- Bloco de texto
########

Há cadeiras de praia em frente ao número 2349 da Avenida Bispo Dom José.  Há um isopor com bebidas geladas e, contraditoriamente, tambem há guarda-chuvas abertos. Todos os itens pertencem a um grupo de meia dúzia de pessoas.  Já passa do meio dia quando eles decidem deixar o lugar. “Vamos em busca de um ponto que ofereça uma visualização mais fácil”, diz Luan de Rosa, um rapaz de ralos pelos faciais que não aparenta ter todos os seus 18 anos de idade.

Ao descer a avenida, os seis passam por um carro da RPC. Dentro, há três rostos entediados; eles vieram para cobrir uma manifestação com sete mil pessoas. Luan e o grupo decidem ficar na esquina da Bispo Dom José com a Deputado Antonio Baby. Acreditam que ali as chances de serem encontrados são maiores. Além disso, as marquises são generosas e oferecem uma boa proteção contra a chuva.

########

- Instrução 1
Edite os registros desde a linha que contém "written like (1003,401)." até o fim dos registros, inclusive, substituindo "tall bush" por "high shrub" e mantendo todo o resto inalterado.

########

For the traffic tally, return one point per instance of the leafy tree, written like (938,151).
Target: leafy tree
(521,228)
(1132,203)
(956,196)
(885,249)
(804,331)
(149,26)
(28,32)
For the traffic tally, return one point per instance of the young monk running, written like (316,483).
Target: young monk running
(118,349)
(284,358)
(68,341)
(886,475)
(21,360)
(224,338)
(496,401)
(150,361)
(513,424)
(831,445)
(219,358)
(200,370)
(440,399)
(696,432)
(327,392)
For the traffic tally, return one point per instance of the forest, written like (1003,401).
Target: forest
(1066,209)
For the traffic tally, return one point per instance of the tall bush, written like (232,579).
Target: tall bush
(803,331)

########

- Instrução 2
Segundo o bloco de texto, em que esquina Luan e o grupo decidem ficar?

- Resultado final 1
For the traffic tally, return one point per instance of the forest, written like (1003,401).
Target: forest
(1066,209)
For the traffic tally, return one point per instance of the high shrub, written like (232,579).
Target: high shrub
(803,331)

- Resultado final 2
Na esquina da Bispo Dom José com a Deputado Antonio Baby.